* Page excerpt *
##########
The only people worried about vendor lock-in are people who have practically nothing of value to be locked-in. "Lambda is horrible for lock-in, once you're hitting billions of invocations a month you're going to wish you could cost optimize by shopping around with other providers! I've got my personal website hosted there, it gets a dozen hits a month, sure glad I'm inside the free tier."
I've heard CTOs/CIOs of large companies express concern over it, but at the end of the day they'll sign that $100M contract with Amazon or Azure. It doesn't actually matter. Its a concern, but its not going to stop the sale or development.
Today, if you're not locked in, you're leaving business value on the table. I hope that changes in the future, and maybe Kube will be the standard platform we've needed to push it forward (for example, I wish I could tell kube "give me a queue with FIFO and exactly once delivery", it knows what cloud provider you're on, if you're on AWS it provisions an SQS queue, if you're on GCloud it errors because they don't have one of those yet, and in either case I communicate with it from the app using a standard Kube API, not the aws-sdk).
But for now, lean in. Don't fight the lock-in; every minute you spend fighting it is a minute that you should be spending fighting your competition.
Vendor lock-in isn't something anyone, especially at C-level should be ignoring. Yes, there are things to be gained and money to be made,but one should always have some sort of alternative,just in case. I happen to be in a business,which 100% relies on one vendor,which keeps hiking up prices every year way above inflation.
The flip side of vendor lock-in — at the megacorp level, anyway — is the “one throat to choke” principle; sure, it might be hard to migrate off AWS/Azure/IBM, but (a) your technology investments have a timespan measured in decade-long iterations; and (b) what you really want is to ensure reliable operations for your enterprise. Sure, you may be stuck with cloud vendor x for the next ten years, but at least you know who to scream at if the infra goes south — preferably someone who can mobilize enough engineers to get you back up and running right now.
Having said that, if you’re a small company where cloud budgets are a significant portion of your overall spend, or a tech company that has a defensive need to be able to migrate providers, YM will definitely V.
Is "migrating from Oracle" the Enterprise equivalent of nuclear fusion? We're always 20 years away from production nuclear fusion, Enterprises are always a few quarters away from migrating out of Oracle %list_your_appliance_here%?
At the end of the day they need to increase revenue by adding customers or by increasing revenue per customer. Once the market is saturated they either buy competitors or they raise prices or try and sell you additional services...
Well, not quite. What SQS actually offers is: exactly once delivery, except when the message is delivered multiple times.
##########
* Records provided *
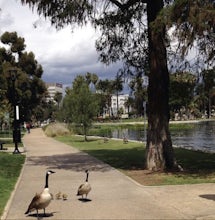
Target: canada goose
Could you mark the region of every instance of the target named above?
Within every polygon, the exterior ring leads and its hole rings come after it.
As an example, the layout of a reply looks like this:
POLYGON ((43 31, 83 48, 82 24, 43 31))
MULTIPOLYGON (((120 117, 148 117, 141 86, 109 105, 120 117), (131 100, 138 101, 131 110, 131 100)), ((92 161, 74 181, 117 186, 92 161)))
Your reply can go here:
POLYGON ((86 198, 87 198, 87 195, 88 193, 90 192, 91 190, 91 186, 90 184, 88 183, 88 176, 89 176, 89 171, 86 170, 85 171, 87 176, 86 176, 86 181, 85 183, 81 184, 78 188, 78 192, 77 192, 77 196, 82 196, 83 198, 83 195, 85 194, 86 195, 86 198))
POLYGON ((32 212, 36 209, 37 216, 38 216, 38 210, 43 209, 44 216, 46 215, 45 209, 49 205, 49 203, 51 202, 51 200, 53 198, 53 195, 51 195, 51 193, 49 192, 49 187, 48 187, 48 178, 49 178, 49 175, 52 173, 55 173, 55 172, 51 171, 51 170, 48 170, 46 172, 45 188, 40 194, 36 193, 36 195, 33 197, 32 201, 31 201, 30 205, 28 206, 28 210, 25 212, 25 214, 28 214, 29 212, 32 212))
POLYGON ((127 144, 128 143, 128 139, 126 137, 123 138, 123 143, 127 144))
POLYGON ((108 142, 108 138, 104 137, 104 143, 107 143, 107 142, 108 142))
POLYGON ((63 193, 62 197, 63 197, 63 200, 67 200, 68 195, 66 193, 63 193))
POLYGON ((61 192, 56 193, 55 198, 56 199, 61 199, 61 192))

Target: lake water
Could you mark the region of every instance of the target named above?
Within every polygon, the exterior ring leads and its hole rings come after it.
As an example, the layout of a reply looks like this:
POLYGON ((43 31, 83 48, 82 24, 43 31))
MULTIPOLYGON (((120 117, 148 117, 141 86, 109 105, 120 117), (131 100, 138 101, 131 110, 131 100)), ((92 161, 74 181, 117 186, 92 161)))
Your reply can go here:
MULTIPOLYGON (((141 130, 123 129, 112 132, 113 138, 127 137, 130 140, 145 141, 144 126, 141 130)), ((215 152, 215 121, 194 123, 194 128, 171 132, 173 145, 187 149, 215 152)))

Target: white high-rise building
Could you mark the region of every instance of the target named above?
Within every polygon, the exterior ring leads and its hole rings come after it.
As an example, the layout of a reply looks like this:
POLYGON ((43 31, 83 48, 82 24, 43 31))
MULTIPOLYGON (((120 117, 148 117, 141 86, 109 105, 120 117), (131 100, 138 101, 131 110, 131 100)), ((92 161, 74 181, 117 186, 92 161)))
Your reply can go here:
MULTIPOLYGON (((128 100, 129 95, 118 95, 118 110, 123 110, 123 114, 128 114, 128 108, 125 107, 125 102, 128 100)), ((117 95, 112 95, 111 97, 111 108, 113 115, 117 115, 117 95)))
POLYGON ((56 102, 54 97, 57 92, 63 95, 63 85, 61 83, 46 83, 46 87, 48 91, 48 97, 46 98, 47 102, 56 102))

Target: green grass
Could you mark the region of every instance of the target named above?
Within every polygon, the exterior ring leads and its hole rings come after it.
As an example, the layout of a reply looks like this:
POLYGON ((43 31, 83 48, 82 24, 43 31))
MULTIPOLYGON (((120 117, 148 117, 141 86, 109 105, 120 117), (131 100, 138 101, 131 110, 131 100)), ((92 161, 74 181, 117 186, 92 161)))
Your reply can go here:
##########
* What is expected *
Decide whether each of the following statements agrees with the thread on vendor lock-in. Answer yes or no, and quote the words of the thread that settle it. (a) CTOs/CIOs of large companies who voice concern about lock-in still end up signing large contracts with Amazon or Azure. (b) One poster works in a business that depends on several vendors. (c) In the poster's wished-for Kube setup, asking for a FIFO queue on GCloud would provision an SQS queue.

* Full output *
(a) Yes: "but at the end of the day they'll sign that $100M contract with Amazon or Azure."
(b) No: "which 100% relies on one vendor"
(c) No: "if you're on GCloud it errors because they don't have one of those yet"